» PROBLEM DETAILS
Rewrite every line of the rows below as a numbered list, skipping blank lines and leaving out the pictures.
# # # # # # #
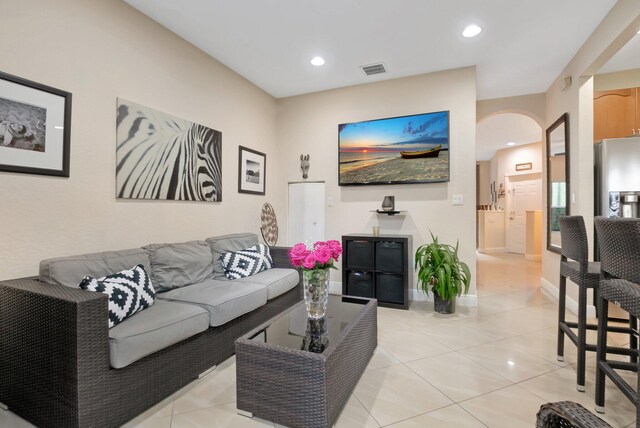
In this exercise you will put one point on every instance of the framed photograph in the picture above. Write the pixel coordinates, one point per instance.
(161, 156)
(524, 166)
(252, 168)
(35, 127)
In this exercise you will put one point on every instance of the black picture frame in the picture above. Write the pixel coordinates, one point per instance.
(35, 127)
(252, 171)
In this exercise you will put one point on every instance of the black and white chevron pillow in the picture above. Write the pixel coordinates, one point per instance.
(129, 291)
(247, 262)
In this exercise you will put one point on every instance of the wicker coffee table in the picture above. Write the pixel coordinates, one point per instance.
# # # # # # #
» RESPONSE
1. In this exercise you will put one point on every instance of the framed photograph in the picture above. Write the pixel coordinates, one point per instance.
2. (161, 156)
3. (524, 166)
4. (252, 168)
5. (35, 127)
6. In this exercise you will put one point on every instance of the black picture frame in the picture above. Write the pixel coordinates, one point per instance.
7. (35, 127)
8. (252, 171)
9. In this exercise you will put one point on every instance of the black and white chevron pillow in the picture above. Write the pixel coordinates, one point per instance.
10. (129, 291)
11. (247, 262)
12. In this exercise you will put one point on every instance of the wicker coffee table in the picture above. Write the pixel coordinates, one point per instance.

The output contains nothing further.